■ PROMPT
Only lines with the word "lower" are needed; collect each of them from the listing below.

*** Opening DATA RECORDS ***

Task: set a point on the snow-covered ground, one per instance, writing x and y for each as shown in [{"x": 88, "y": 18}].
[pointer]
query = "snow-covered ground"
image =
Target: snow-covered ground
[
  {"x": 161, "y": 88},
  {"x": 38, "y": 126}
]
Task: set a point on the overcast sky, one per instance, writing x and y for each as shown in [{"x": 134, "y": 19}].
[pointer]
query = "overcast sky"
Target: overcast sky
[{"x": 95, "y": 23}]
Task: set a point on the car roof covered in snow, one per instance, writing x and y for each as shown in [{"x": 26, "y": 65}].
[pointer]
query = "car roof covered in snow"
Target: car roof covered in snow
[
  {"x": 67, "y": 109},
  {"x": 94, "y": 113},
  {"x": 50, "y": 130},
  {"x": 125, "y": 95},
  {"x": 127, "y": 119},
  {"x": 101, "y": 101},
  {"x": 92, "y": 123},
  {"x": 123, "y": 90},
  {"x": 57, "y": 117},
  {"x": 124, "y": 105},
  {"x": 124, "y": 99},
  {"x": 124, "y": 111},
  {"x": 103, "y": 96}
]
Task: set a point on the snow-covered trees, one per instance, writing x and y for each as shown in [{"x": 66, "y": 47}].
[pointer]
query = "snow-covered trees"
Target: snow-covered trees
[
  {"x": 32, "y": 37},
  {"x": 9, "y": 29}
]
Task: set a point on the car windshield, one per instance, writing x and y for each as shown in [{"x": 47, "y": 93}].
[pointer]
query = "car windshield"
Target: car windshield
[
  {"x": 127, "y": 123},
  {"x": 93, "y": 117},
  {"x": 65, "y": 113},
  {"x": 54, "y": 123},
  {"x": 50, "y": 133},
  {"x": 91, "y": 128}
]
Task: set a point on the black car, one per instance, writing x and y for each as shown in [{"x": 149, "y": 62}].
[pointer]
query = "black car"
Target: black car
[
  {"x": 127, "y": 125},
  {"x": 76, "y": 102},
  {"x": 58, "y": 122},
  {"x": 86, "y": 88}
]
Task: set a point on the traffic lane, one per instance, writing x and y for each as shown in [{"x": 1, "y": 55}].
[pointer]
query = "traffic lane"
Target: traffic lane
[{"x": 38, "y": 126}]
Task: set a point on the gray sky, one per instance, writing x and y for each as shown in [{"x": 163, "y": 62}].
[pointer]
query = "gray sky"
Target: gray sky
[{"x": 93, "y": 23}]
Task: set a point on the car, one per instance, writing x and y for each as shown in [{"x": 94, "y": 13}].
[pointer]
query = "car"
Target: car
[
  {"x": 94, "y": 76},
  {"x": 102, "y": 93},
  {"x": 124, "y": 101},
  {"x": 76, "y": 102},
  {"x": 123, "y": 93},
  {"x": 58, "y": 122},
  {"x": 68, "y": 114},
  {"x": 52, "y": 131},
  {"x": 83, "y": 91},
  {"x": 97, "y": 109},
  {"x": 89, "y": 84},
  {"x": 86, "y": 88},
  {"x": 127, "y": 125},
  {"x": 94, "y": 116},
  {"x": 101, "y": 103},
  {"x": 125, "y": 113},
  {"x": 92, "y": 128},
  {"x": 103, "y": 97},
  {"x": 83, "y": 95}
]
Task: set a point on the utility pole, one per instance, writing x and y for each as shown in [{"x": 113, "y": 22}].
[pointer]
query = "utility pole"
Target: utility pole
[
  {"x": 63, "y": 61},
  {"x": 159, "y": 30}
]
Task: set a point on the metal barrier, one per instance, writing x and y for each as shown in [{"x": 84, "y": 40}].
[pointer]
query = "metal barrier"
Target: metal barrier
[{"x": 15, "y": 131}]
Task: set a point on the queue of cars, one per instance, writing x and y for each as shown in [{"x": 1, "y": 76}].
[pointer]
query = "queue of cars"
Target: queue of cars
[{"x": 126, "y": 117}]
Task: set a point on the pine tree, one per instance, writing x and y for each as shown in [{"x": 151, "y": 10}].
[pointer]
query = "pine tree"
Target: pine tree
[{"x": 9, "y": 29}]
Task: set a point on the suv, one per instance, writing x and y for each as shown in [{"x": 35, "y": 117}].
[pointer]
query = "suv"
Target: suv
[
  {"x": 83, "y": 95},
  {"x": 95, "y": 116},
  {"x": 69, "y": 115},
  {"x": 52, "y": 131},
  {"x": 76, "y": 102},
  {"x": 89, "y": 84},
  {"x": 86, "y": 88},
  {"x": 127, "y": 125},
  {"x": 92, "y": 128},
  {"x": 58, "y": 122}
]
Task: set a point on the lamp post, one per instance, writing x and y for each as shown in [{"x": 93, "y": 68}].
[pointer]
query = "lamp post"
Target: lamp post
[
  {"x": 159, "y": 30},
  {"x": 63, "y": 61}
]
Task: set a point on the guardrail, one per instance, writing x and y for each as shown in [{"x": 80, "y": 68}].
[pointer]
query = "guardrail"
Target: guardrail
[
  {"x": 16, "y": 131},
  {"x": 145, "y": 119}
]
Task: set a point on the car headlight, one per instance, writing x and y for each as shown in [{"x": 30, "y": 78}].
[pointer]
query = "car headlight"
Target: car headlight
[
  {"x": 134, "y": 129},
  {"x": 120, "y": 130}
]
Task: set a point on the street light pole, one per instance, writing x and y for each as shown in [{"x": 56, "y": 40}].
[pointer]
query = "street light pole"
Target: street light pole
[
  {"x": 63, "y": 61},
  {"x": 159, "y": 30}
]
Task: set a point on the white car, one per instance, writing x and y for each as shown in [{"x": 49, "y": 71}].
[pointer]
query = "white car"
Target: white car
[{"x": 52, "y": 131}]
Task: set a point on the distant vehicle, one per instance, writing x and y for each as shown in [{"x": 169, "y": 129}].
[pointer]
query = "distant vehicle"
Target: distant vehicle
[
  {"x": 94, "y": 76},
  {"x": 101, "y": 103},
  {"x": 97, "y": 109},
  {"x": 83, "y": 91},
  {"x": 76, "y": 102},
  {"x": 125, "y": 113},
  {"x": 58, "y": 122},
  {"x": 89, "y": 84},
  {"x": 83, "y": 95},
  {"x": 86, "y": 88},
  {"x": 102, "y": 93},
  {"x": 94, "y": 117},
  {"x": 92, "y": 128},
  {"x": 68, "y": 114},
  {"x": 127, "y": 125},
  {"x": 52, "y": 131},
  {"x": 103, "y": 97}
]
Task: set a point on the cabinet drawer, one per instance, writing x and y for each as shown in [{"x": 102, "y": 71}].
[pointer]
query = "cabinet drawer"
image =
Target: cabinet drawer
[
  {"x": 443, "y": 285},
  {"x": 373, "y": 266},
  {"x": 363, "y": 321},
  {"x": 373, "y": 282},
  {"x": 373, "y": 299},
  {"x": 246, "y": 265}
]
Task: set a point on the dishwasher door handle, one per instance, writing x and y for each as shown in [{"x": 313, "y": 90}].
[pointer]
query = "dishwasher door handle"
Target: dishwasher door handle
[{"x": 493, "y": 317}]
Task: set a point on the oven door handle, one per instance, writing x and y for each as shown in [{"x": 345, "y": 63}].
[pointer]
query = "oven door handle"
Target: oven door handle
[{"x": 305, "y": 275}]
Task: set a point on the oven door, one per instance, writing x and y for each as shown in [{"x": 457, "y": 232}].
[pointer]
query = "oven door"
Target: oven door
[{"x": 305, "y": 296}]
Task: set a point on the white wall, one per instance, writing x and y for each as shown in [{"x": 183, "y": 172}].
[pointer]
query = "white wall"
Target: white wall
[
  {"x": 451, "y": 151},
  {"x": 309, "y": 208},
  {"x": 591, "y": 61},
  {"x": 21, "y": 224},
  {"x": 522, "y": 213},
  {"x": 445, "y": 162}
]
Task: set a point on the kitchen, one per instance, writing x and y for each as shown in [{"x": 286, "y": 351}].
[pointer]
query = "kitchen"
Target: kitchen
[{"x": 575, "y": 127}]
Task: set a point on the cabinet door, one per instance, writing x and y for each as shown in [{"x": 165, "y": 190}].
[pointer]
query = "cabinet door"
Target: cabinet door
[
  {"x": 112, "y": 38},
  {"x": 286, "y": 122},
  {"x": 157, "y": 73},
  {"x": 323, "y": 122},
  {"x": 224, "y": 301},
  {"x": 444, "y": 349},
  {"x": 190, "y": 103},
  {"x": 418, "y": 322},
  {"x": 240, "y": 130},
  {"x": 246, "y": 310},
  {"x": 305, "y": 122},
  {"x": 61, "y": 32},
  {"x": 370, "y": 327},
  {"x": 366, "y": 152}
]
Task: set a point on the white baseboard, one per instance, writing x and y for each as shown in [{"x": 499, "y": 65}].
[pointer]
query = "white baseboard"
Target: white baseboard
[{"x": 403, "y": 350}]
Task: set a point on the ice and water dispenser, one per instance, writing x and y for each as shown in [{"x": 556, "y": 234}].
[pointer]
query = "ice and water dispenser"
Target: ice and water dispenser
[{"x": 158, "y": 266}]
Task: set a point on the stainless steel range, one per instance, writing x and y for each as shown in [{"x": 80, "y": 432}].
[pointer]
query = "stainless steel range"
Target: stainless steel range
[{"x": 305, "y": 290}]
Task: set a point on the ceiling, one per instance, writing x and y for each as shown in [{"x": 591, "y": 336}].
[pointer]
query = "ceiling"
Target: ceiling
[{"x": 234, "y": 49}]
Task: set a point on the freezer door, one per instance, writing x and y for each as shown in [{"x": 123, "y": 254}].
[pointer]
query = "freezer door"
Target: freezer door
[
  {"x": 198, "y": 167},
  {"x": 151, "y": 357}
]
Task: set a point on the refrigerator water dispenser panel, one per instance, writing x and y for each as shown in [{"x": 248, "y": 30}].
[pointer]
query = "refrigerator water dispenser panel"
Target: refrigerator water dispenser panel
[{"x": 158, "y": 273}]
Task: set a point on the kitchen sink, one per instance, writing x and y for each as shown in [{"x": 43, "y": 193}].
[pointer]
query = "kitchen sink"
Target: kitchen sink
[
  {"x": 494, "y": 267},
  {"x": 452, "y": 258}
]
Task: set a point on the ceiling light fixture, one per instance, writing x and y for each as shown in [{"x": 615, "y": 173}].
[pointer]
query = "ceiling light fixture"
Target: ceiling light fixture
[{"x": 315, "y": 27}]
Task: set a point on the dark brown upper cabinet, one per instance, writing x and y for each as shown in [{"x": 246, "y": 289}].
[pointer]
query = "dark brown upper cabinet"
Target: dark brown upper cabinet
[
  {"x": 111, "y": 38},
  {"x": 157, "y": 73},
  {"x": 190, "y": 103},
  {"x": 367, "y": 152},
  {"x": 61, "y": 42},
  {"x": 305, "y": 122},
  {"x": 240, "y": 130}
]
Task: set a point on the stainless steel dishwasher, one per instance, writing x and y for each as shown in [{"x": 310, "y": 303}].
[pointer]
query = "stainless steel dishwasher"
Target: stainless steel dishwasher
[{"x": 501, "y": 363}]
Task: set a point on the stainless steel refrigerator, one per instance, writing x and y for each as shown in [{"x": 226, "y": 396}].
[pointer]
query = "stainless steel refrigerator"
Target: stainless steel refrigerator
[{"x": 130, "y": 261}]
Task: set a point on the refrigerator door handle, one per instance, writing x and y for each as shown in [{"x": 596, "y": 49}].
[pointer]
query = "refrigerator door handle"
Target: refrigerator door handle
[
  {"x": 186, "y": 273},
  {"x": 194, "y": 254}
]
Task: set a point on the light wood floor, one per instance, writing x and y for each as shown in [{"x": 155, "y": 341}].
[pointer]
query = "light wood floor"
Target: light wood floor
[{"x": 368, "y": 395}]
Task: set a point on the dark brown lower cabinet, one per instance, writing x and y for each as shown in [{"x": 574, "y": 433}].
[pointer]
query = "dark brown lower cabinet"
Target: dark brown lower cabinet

*** Closing DATA RECORDS ***

■ ANSWER TO THIS EXERCISE
Task: set a point on the dark brown lower cabinet, one per instance, writing x and y for each as shown in [{"x": 574, "y": 433}].
query = "dark brown lower cabinet"
Target: dark brown lower cabinet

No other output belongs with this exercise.